• [SOURCE TEXT]
· · ·

Skip to content

Read a CSV with Pandas

Basic Usage

import fsspec
import pandas as pd

fs = fsspec.filesystem(
    "dataverse",
    host="borealisdata.ca",
    pid="doi:10.5683/SP3/7HF3IC",
)

with fs.open("data/values.csv", "rb") as f:
    df = pd.read_csv(f)

print(df.head())

fs.open() returns a file-like object that streams bytes on demand. Pandas reads from it without downloading the full file to disk first.

With Authentication

import os
import fsspec, pandas as pd
from dotenv import load_dotenv

load_dotenv()

fs = fsspec.filesystem(
    "dataverse",
    host="borealisdata.ca",
    pid="doi:10.5683/SP3/YOURDOI",
    token=os.environ["DATAVERSE_TOKEN"],
)

with fs.open("results/output.csv") as f:
    df = pd.read_csv(f)

Using the dataverse:// URI Directly

Pandas (via fsspec) can open URIs directly:

import pandas as pd

df = pd.read_csv(
    "dataverse://data/values.csv",
    storage_options={
        "host": "borealisdata.ca",
        "pid": "doi:10.5683/SP3/7HF3IC",
    },
)

Note

Direct URI support depends on your Pandas version. Pandas 1.5+ passes storage_options through to fsspec. If you get an error, use the explicit fs.open() form shown above.

Reading Multiple Files

import io
import pandas as pd

paths = [e["name"] for e in fs.ls("data") if e["name"].endswith(".csv")]

frames = []
for path in paths:
    with fs.open(path, "rb") as f:
        frames.append(pd.read_csv(f))

combined = pd.concat(frames, ignore_index=True)

· · ·

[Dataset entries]
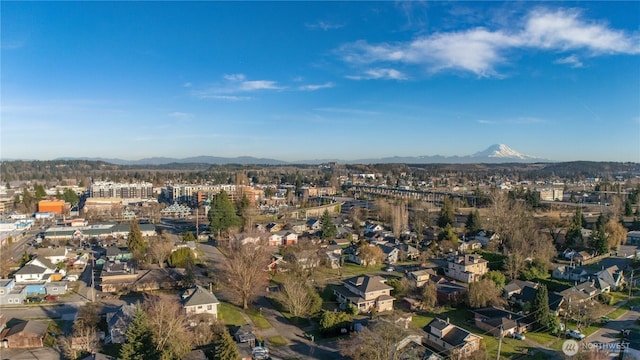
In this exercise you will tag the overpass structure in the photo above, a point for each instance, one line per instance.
(433, 197)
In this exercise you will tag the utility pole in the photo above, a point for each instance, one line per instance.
(500, 342)
(631, 284)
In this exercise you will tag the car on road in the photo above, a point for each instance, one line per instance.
(576, 334)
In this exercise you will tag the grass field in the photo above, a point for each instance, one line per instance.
(230, 314)
(277, 341)
(258, 320)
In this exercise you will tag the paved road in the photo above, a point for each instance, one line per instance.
(298, 346)
(611, 330)
(30, 354)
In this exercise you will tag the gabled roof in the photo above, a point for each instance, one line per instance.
(198, 296)
(367, 283)
(30, 269)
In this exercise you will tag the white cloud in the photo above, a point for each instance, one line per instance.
(180, 115)
(565, 30)
(323, 25)
(379, 73)
(314, 87)
(236, 84)
(572, 60)
(479, 50)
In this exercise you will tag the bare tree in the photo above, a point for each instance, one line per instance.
(245, 269)
(168, 324)
(375, 342)
(482, 293)
(295, 294)
(370, 255)
(160, 250)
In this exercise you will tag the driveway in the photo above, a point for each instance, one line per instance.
(610, 331)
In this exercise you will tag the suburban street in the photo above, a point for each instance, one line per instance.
(298, 345)
(610, 331)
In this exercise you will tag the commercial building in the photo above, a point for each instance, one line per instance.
(107, 189)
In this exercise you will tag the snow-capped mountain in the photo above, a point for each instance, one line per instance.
(501, 151)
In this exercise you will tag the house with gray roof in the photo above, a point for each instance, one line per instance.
(31, 273)
(198, 300)
(366, 292)
(455, 341)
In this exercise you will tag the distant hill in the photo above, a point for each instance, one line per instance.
(494, 154)
(497, 153)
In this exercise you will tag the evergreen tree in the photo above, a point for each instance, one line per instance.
(222, 215)
(446, 213)
(135, 242)
(327, 227)
(474, 223)
(226, 348)
(139, 339)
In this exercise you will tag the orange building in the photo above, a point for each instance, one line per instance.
(54, 206)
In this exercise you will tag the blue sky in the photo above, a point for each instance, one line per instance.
(320, 80)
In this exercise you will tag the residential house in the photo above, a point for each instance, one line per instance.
(273, 227)
(26, 334)
(571, 273)
(391, 253)
(468, 268)
(582, 292)
(118, 323)
(117, 276)
(313, 225)
(244, 334)
(366, 292)
(611, 276)
(409, 252)
(470, 245)
(55, 255)
(633, 238)
(411, 348)
(10, 294)
(455, 341)
(114, 253)
(581, 257)
(449, 292)
(485, 237)
(158, 279)
(492, 320)
(31, 273)
(421, 277)
(275, 239)
(198, 300)
(516, 286)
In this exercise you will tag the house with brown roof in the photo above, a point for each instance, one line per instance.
(468, 268)
(198, 300)
(455, 341)
(492, 319)
(366, 292)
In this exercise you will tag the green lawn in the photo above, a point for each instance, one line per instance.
(230, 314)
(258, 320)
(277, 341)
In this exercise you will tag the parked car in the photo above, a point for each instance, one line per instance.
(576, 334)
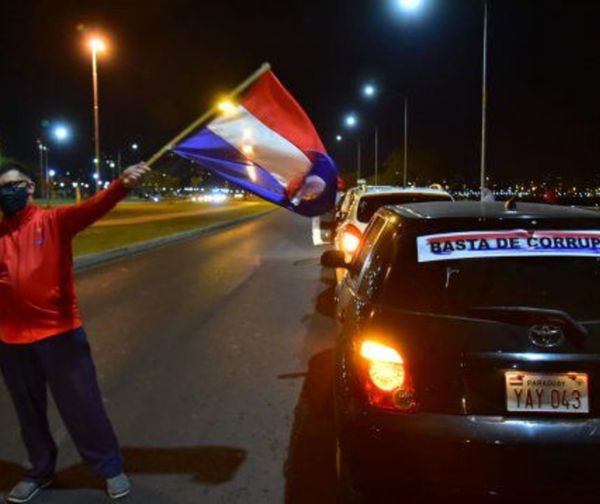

· · ·

• [EXERCISE INSTRUCTIONS]
Reproduce the passage of the Pandas CSV guide between "fs.open() returns a" and "load_dotenv()", inclusive.

• [ANSWER FOR THE TASK]
fs.open() returns a file-like object that streams bytes on demand. Pandas reads from it without downloading the full file to disk first.

With Authentication

import os
import fsspec, pandas as pd
from dotenv import load_dotenv

load_dotenv()